▸ TASK BRIEF: Write out the entries below once more, exactly, with the pictures left out.

▸ GIVEN RECORDS:
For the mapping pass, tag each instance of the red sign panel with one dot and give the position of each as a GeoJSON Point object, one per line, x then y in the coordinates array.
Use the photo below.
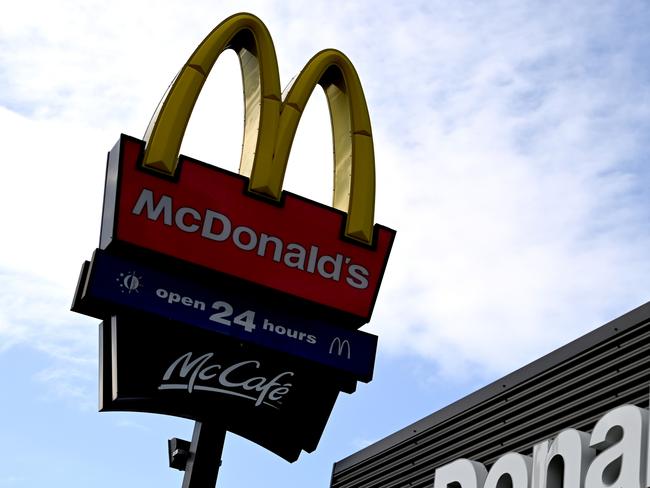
{"type": "Point", "coordinates": [206, 216]}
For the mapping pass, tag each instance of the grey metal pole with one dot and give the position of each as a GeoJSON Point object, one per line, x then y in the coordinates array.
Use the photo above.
{"type": "Point", "coordinates": [204, 458]}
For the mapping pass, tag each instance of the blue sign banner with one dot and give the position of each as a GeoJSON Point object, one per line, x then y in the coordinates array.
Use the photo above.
{"type": "Point", "coordinates": [216, 307]}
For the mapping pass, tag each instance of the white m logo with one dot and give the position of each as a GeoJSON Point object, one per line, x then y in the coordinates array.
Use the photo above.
{"type": "Point", "coordinates": [340, 345]}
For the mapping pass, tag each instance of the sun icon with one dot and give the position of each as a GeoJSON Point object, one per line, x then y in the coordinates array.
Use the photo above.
{"type": "Point", "coordinates": [130, 282]}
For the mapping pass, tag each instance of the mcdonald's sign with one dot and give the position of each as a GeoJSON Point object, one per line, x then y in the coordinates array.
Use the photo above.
{"type": "Point", "coordinates": [244, 226]}
{"type": "Point", "coordinates": [220, 292]}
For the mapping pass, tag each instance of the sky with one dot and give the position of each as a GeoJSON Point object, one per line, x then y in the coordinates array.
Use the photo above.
{"type": "Point", "coordinates": [511, 154]}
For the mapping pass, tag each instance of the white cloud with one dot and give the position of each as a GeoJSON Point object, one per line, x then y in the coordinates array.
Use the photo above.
{"type": "Point", "coordinates": [509, 151]}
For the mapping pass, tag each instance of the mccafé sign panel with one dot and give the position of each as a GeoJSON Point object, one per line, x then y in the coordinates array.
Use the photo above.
{"type": "Point", "coordinates": [279, 402]}
{"type": "Point", "coordinates": [206, 217]}
{"type": "Point", "coordinates": [223, 298]}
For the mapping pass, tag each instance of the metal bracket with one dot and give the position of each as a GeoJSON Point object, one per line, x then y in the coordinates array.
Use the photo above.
{"type": "Point", "coordinates": [201, 458]}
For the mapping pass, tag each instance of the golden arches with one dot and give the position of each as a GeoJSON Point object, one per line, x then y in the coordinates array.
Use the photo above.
{"type": "Point", "coordinates": [270, 124]}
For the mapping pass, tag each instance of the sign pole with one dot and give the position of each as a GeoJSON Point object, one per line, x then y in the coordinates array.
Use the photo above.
{"type": "Point", "coordinates": [204, 457]}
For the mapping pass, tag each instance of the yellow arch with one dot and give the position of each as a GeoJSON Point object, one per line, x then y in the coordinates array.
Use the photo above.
{"type": "Point", "coordinates": [250, 39]}
{"type": "Point", "coordinates": [270, 124]}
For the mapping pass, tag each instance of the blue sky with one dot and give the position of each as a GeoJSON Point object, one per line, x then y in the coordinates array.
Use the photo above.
{"type": "Point", "coordinates": [511, 151]}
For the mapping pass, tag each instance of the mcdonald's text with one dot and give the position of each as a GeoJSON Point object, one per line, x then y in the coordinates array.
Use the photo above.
{"type": "Point", "coordinates": [219, 228]}
{"type": "Point", "coordinates": [205, 216]}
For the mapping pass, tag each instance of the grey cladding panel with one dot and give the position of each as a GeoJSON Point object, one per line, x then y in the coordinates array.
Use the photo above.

▸ FULL ANSWER:
For the mapping pass, tag each instance of the red sign panel with one dot and give the position of each as a GeoJSON Point object, one per line, x then y in the coordinates array.
Use the photo below.
{"type": "Point", "coordinates": [206, 216]}
For the mapping pass, tag each instance of the grey metal pole with one dot and give the position of each as a GeoJSON Point object, one per line, x then y in the coordinates array.
Use the photo above.
{"type": "Point", "coordinates": [204, 458]}
For the mapping pass, tag each instance of the blue sign banner with one dot and give the position of each as a GeoJSON Point object, one per line, x then y in the coordinates array.
Use the photo above.
{"type": "Point", "coordinates": [216, 307]}
For the mapping pass, tag each instance of the white m logo with one dot and give the position of each as a GeoJSON Point object, one per line, x then y in the coordinates array.
Use the photo above.
{"type": "Point", "coordinates": [340, 345]}
For the mapping pass, tag each instance of the sun icon with one dot and give the position of each as a GeoJSON Point object, one per line, x then y in the coordinates array.
Use the photo above.
{"type": "Point", "coordinates": [130, 282]}
For the mapping pass, tag each instance of the mcdonald's sign with one dot and give the position of each as a GeoJSON Point object, one per line, x then y in the coordinates array.
Use the photo above.
{"type": "Point", "coordinates": [244, 226]}
{"type": "Point", "coordinates": [220, 292]}
For the mapping pass, tag each instance of the sky with one dot and give the position of each as a GeoJSON Point object, one per line, x then y in the coordinates array.
Use the photo above.
{"type": "Point", "coordinates": [511, 154]}
For the mapping pass, tag each instance of the white cloud with one dot and give the position of each as a GeoJSON Point object, one per line, x then y in the coordinates array.
Use the photo above.
{"type": "Point", "coordinates": [509, 151]}
For the mapping pass, tag each instance of the mccafé sign panel with one dot and give the position of each as a GeoJSON Point object, one per line, x then y in the coordinates array.
Use the photo above.
{"type": "Point", "coordinates": [279, 402]}
{"type": "Point", "coordinates": [206, 217]}
{"type": "Point", "coordinates": [223, 298]}
For the mapping pass, tag each instance of the metal bracket with one dot and give the position of each as a GeoJSON Point object, one per line, x then y in the coordinates array.
Use the photo above.
{"type": "Point", "coordinates": [201, 458]}
For the mapping pass, tag each instance of the golden arches with one dot and give the position of each as a GeoJSON Point object, one per line, x then y in the coordinates array.
Use the photo above.
{"type": "Point", "coordinates": [270, 124]}
For the mapping pass, tag each instance of the sign pole with one dot and give the position of each as a GeoJSON Point object, one per line, x then y in the coordinates array.
Use the photo above.
{"type": "Point", "coordinates": [204, 457]}
For the mapping pass, tag each instance of the yellow arch with one dot and give the position of each as a GeoJSON Point object, one per line, x then y in the coordinates array.
Use the photo above.
{"type": "Point", "coordinates": [250, 39]}
{"type": "Point", "coordinates": [270, 124]}
For the mapping pass, tag each instance of the blue sky with one dot and give the position of each as a GeoJSON Point object, one per line, x then y in the coordinates array.
Use the photo above.
{"type": "Point", "coordinates": [511, 151]}
For the mapping pass, tag each instance of the mcdonald's text with one dot and give the position of each as a GeoJSON Point object, one per line, x then y in the coordinates array.
Use the photo above.
{"type": "Point", "coordinates": [219, 228]}
{"type": "Point", "coordinates": [205, 216]}
For the mapping pass, tag each instance of the grey cladding panel with one dot and give the position of each as a GeoJSON Point object, one per line, x then y in the coordinates array.
Use the photo above.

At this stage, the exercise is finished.